Position identification records
★ ★ ★ ★
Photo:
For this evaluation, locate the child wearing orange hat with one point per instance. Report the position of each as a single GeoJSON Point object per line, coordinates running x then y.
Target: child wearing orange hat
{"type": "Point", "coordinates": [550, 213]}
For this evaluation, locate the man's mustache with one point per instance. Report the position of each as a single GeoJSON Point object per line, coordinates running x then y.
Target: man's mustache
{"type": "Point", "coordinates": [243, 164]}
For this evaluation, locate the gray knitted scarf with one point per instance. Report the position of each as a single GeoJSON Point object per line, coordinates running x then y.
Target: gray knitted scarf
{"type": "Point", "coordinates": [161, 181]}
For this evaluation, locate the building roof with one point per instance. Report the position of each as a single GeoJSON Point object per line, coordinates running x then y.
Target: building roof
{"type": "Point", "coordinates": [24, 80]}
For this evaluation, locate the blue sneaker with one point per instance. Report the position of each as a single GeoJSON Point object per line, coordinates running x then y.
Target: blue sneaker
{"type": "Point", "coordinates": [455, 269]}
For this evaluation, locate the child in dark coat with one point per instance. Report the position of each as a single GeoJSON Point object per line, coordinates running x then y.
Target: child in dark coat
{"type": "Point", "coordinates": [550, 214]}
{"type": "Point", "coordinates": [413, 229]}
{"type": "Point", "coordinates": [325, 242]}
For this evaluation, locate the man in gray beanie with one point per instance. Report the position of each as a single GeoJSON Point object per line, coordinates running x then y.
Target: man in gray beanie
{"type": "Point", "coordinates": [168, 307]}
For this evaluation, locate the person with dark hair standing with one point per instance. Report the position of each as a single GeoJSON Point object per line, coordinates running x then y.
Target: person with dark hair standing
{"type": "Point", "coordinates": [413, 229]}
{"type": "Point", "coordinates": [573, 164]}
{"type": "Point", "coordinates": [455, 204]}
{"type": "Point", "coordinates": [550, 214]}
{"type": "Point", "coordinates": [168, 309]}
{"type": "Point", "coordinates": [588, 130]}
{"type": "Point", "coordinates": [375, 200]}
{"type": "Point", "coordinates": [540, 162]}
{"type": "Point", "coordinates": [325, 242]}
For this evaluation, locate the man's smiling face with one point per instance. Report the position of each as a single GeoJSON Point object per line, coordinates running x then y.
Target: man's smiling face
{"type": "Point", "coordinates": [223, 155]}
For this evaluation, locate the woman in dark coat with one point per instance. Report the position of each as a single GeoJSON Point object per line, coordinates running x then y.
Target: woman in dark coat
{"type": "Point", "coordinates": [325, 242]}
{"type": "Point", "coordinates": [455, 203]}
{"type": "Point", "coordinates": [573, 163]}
★ ★ ★ ★
Given exercise:
Reproduce every one of the records above, substituting "Query" for each occurrence of "Target" and leaving everything else untouched.

Result of this exercise:
Photo:
For this evaluation, locate the child wearing orange hat with one point per instance. Report the position of each as a single GeoJSON Point object per line, coordinates running x then y.
Query: child wearing orange hat
{"type": "Point", "coordinates": [550, 213]}
For this evaluation, locate the man's mustache with one point per instance. Report the position of each as a single GeoJSON Point object per line, coordinates running x then y.
Query: man's mustache
{"type": "Point", "coordinates": [243, 164]}
For this evaluation, locate the gray knitted scarf with one point per instance. Report the position of each as a single GeoJSON Point object per line, coordinates running x then y.
Query: gray knitted scarf
{"type": "Point", "coordinates": [161, 181]}
For this evaluation, locate the building roof with one point per instance. Report the position of each as a single GeoJSON Point object per line, coordinates running x then y.
Query: building roof
{"type": "Point", "coordinates": [24, 80]}
For this evaluation, locate the blue sneaker with one point per instance. Report the position of each as a single GeoJSON Point object per line, coordinates running x then y.
Query: blue sneaker
{"type": "Point", "coordinates": [455, 269]}
For this evaluation, locate the child in dark coat with one point per instance. Report the position of each as a single GeoJSON Point object per line, coordinates running x then y.
Query: child in dark coat
{"type": "Point", "coordinates": [550, 214]}
{"type": "Point", "coordinates": [413, 229]}
{"type": "Point", "coordinates": [325, 242]}
For this evaluation, locate the man in gray beanie with one point per instance. Report the position of each as a single GeoJSON Point object per line, coordinates running x then y.
Query: man in gray beanie
{"type": "Point", "coordinates": [168, 307]}
For this evaluation, locate the person with dark hair standing with one point per instance. Report the position of each as a single GeoJSON Point object per line, coordinates running x then y.
Query: person with dark hair standing
{"type": "Point", "coordinates": [413, 229]}
{"type": "Point", "coordinates": [573, 164]}
{"type": "Point", "coordinates": [455, 204]}
{"type": "Point", "coordinates": [550, 214]}
{"type": "Point", "coordinates": [168, 309]}
{"type": "Point", "coordinates": [588, 130]}
{"type": "Point", "coordinates": [375, 200]}
{"type": "Point", "coordinates": [540, 162]}
{"type": "Point", "coordinates": [325, 242]}
For this evaluation, locate the man's smiling face with one point per instance. Report the position of each as a single GeoJSON Point object per line, coordinates running x then y.
Query: man's smiling face
{"type": "Point", "coordinates": [223, 155]}
For this evaluation, locate the woman in dark coat with one point per instance. Report the position of each as a single GeoJSON Point object per line, coordinates running x then y.
Query: woman in dark coat
{"type": "Point", "coordinates": [325, 242]}
{"type": "Point", "coordinates": [455, 203]}
{"type": "Point", "coordinates": [573, 163]}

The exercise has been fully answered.